--- Passage given ---

The number of works with homosexual content published in both countries also points to similarities in their publishing policies. Ten novels and five short stories were translated and published in both countries, which means that 50% of the Hungarian and 36% of the Portuguese long fiction corpus is shared (see Table 1). As far as short fiction is concerned, except for Truman Capote’s “Diamond Guitar,” published only in Hungary, and Graham Greene’s “May We Borrow Your Husband?,” published only in Portugal, the same short stories were translated in the two countries (see Table 2).

Notably, all of the authors in the shared corpora were canonical or highly-esteemed writers, such as Herman Melville, Virginia Woolf, Ernest Hemingway, D. H. Lawrence, Sherwood Anderson, and Lawrence Durrell. The worldwide fame of these authors may have shielded their contentious literary texts from censorship. However, a distinction still needs to be made regarding the permissiveness shown by the two opposing regimes. While the Portuguese conservative appreciation of literary masterpieces predominantly stemmed from the Estado Novo regime’s characteristically authoritarian nature, the communist stance owed more to the idealistic belief in the educational potential of time-honoured literature. For instance, although Orlando by Virginia Woolf was deemed problematic by the Hungarian cultural establishment, the novel’s publication was authorized because the regime sought to keep the Hungarian reading public well-informed about the main modern Western literary tendencies (Tóth, 1992, p. 346).

The differences in publication dates of the shared corpora are also revealing. With the exception of Howard Fast’s Spartacus and D. H. Lawrence’s “Prussian Officer,” the Hungarian translations were published after the Portuguese translations, with an average delay of 9.5 years (see Tables 1 and 2). The reason for this conspicuous time-lag no doubt lies in the socialist publishing industry’s standard “delaying” technique. Hungarian publishers habitually put problematic works aside for years to see whether the author or work in question would stand the test of time and receive critical acclaim or not. Meanwhile, they could bide their time and wait for a politically more favorable atmosphere for the book’s publication (Gombár, 2017, p. 151).

The number of Hungarian translations of popular genre novels (2 out of 20) is somewhat lower than its Portuguese counterpart (9 out of 28), the latter of which includes works such as Grace Metalious’s Return to Peyton Place, Ian Fleming’s Goldfinger, and Edward Ronns’s The State Department Murders. This can be put down to the fact that commercial bestsellers were not warmly welcomed by the communist cultural leaders, as they were deemed inadequate to the task of educating the masses (see Gombár, 2022a). Given that the socialist Hungarian book publishing industry was heavily subsidized by the government, political and ideological imperatives took precedence over market and economic considerations. It thus comes as no surprise that almost every author translated into Hungarian in this study (17 out of 20) was a leftist sympathizer or belonged to left-wing circles at one stage of their career or another. These include authors such as Carson McCullers, Christopher Isherwood, Mary Renault, Jane Bowles, Dashiell Hammett, and Howard Fast.

---

Stated goal 1.
From the passage on Hungarian and Portuguese translations, reproduce verbatim the part that opens with the words containing "The differences in" and closes with "2017, p. 151).".
Stated goal 2.
Answer these questions using the passage on Hungarian and Portuguese translations:
(a) Which short story was published only in Portugal?
(b) What was the average delay of the Hungarian translations after the Portuguese ones?
(c) How many popular genre novels were translated into Hungarian?
Stated goal 3.
Write the next part of the passage on Hungarian and Portuguese translations, starting after its final sentence.

--- Record set ---

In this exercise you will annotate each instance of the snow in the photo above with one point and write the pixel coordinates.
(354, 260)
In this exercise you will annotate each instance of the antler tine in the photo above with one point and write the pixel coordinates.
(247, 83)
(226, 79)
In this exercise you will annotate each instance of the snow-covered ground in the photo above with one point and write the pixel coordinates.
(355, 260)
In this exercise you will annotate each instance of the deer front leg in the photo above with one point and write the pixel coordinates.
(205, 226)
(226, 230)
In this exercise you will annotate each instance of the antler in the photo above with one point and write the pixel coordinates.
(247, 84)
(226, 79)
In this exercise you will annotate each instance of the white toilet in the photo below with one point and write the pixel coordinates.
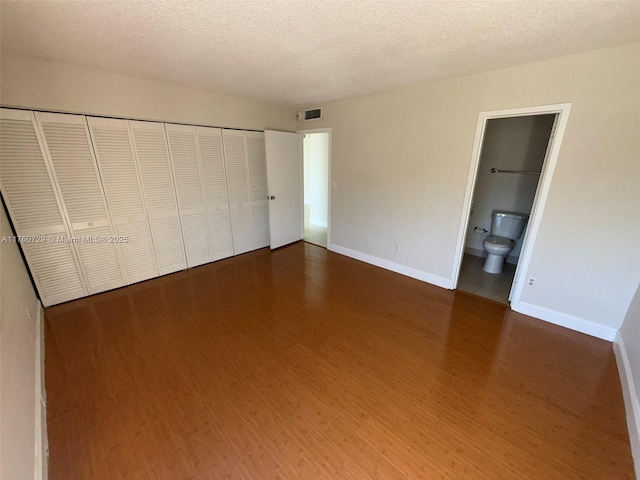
(506, 227)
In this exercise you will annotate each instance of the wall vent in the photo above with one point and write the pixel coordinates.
(312, 114)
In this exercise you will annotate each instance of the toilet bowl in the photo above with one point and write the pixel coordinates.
(506, 227)
(497, 249)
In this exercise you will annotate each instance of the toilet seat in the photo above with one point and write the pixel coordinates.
(498, 242)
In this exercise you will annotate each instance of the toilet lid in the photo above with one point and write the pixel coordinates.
(498, 241)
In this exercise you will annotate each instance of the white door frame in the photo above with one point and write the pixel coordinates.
(562, 111)
(329, 183)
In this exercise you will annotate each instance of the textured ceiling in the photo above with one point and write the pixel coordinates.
(304, 51)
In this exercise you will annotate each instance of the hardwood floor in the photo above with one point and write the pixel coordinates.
(306, 364)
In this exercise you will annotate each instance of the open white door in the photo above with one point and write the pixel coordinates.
(284, 186)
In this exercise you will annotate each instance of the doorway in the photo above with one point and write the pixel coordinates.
(512, 166)
(316, 167)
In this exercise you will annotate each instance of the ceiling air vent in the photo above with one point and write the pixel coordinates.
(311, 114)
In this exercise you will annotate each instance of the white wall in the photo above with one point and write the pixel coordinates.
(400, 159)
(516, 143)
(629, 337)
(316, 176)
(38, 84)
(20, 402)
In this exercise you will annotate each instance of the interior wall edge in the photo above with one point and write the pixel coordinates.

---

Final result 1.
The differences in publication dates of the shared corpora are also revealing. With the exception of Howard Fast’s Spartacus and D. H. Lawrence’s “Prussian Officer,” the Hungarian translations were published after the Portuguese translations, with an average delay of 9.5 years (see Tables 1 and 2). The reason for this conspicuous time-lag no doubt lies in the socialist publishing industry’s standard “delaying” technique. Hungarian publishers habitually put problematic works aside for years to see whether the author or work in question would stand the test of time and receive critical acclaim or not. Meanwhile, they could bide their time and wait for a politically more favorable atmosphere for the book’s publication (Gombár, 2017, p. 151).

Final result 2.
(a) Graham Greene's "May We Borrow Your Husband?"
(b) 9.5 years
(c) 2 out of 20

Final result 3.
As might be expected, none of the above-mentioned novels can be interpreted as explicit homosexual manifestos. Considering the limited historical period under scrutiny, all of the literary works investigated in this study are products of the pre-Stonewall era and hence the vast majority of them are closeted literary texts.[10] The inclusion of homosexual characters and scenes in these works generally only serves a decorative purpose or adds a layer of complexity to the novel (cf. Slide, 2013).

Another common characteristic of the Hungarian and Portuguese translations is the near absence of lesbian-themed novels and short stories, which of course should be regarded as a worldwide rather than a national phenomenon. The ghost-like status of lesbians in Estado Novo Portugal, as Anna Klobucka terms it (2009, following Castle, 1993), is clearly reflected in the literary translation production of the era in both countries. Moreover, this status is revealing of the marginalized position of women and the social invisibility of lesbians not only in the dominant culture, but in homosexual subcultures as well (see Takács, 2015). Portuguese poet and literary translator Ana Luísa Amaral argues that the lesbian community’s degraded status also had to do with the societal norms of the time, according to which women should not have sexual desires and expressions. Female homosexuality was thus completely ignored, even by artistic communities, since it was likewise deemed to be non-existent (cited in Almeida, 2010, pp. 104 et seq.).

A closer investigation of the short stories reveals that, with the exception of Anderson’s compassionate description of the protagonist Wing Biddlebaum, a former schoolteacher forced to live in hiding after being accused of pedophilia, they all portray homosexual characters in an offensively negative light. Examples of note include the sadistic captain in “The Prussian Officer,” the tyrannical major in “A Simple Enquiry,” the immoral and despicable Paco in “The Mother of a Queen,” whose dead mother’s mortal remains were dumped into the common bone heap because he failed to pay the funeral expenses, the prisoner Tico Feo in Capote’s “Diamond Guitar,” who betrays his best friend and lover and escapes from prison alone, and the unpleasant gay couple, who leave no stone unturned to seduce the male partner of a honeymoon couple in Greene’s short story.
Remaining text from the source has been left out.